The exercise:
Report every line in the material below that contains the string "statue", copying each line in full.

START Data supplied

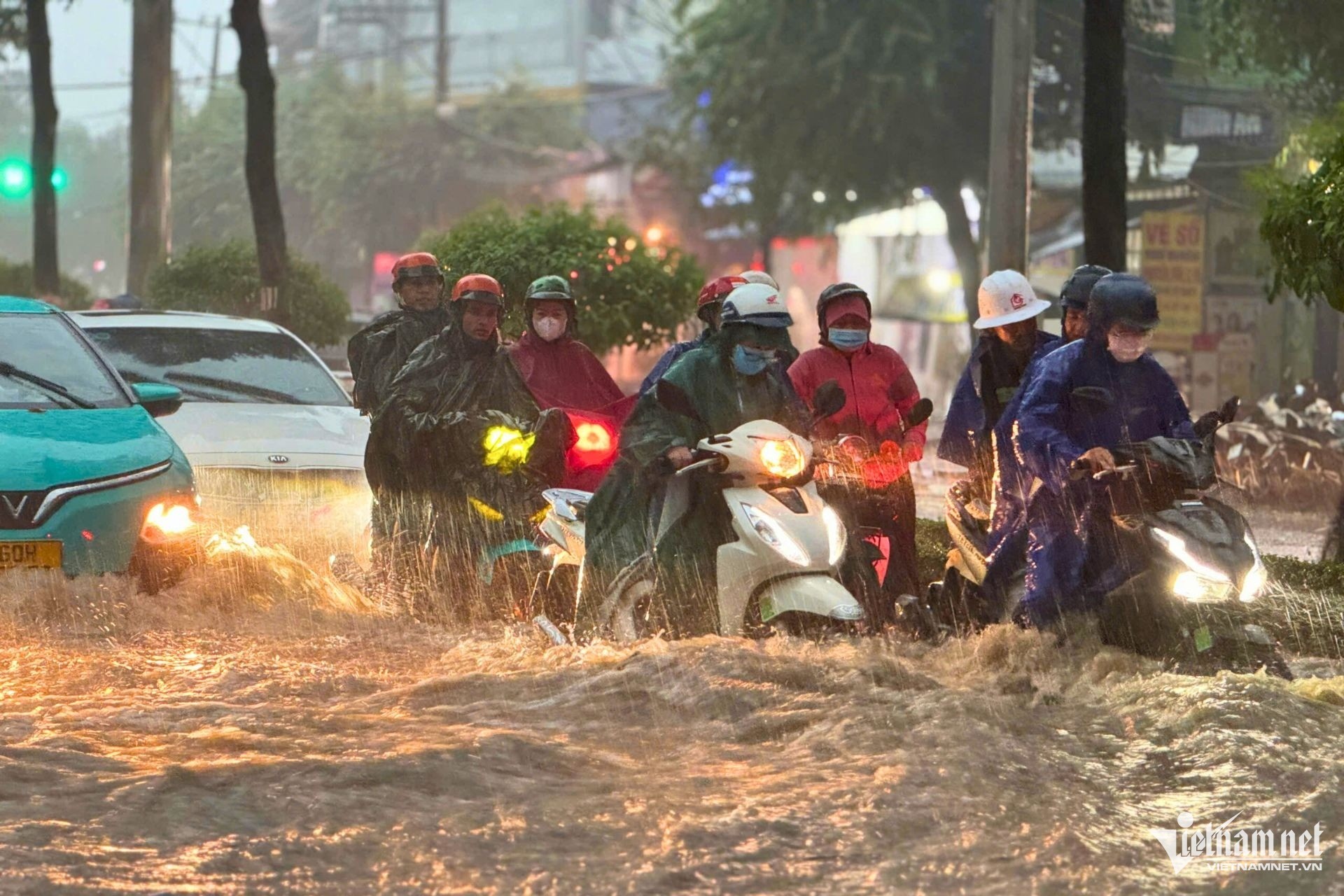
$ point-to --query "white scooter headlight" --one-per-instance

END Data supplied
START Data supplied

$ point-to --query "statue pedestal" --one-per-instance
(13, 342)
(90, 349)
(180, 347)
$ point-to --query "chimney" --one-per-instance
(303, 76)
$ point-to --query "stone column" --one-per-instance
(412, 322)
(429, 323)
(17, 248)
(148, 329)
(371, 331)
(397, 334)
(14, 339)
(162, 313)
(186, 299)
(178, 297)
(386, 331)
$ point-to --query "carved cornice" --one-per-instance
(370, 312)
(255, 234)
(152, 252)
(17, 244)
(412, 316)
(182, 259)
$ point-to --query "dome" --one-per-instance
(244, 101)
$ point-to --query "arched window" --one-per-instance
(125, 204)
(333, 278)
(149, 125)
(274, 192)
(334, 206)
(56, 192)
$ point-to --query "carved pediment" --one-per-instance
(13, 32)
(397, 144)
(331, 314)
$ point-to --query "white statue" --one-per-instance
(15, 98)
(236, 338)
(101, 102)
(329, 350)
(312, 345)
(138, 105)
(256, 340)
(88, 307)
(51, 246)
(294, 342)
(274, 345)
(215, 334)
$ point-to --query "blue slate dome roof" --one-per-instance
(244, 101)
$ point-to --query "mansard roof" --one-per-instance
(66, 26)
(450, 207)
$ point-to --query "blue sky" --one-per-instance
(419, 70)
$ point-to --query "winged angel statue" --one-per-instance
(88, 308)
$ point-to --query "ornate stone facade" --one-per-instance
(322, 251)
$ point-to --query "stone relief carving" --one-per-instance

END Data supplied
START Data supplied

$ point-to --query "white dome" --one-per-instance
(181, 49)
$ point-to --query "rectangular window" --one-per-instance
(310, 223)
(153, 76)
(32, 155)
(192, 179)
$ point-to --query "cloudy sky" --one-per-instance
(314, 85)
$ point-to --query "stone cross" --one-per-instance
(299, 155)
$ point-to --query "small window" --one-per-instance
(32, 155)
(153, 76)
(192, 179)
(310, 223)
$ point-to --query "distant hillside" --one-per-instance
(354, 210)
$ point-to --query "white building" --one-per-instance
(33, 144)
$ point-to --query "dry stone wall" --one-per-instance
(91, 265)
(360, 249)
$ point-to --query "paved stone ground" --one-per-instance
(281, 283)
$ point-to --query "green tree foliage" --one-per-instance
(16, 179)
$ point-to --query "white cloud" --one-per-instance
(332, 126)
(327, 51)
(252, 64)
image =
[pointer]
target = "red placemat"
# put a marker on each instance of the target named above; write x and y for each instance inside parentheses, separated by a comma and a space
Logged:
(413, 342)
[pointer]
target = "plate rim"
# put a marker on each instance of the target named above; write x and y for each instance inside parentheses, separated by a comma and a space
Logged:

END Data supplied

Task answer:
$ point-to --query "statue pedestal" --one-per-instance
$ point-to --query "white statue" --one-per-instance
$ point-to --query "winged angel statue" --one-per-instance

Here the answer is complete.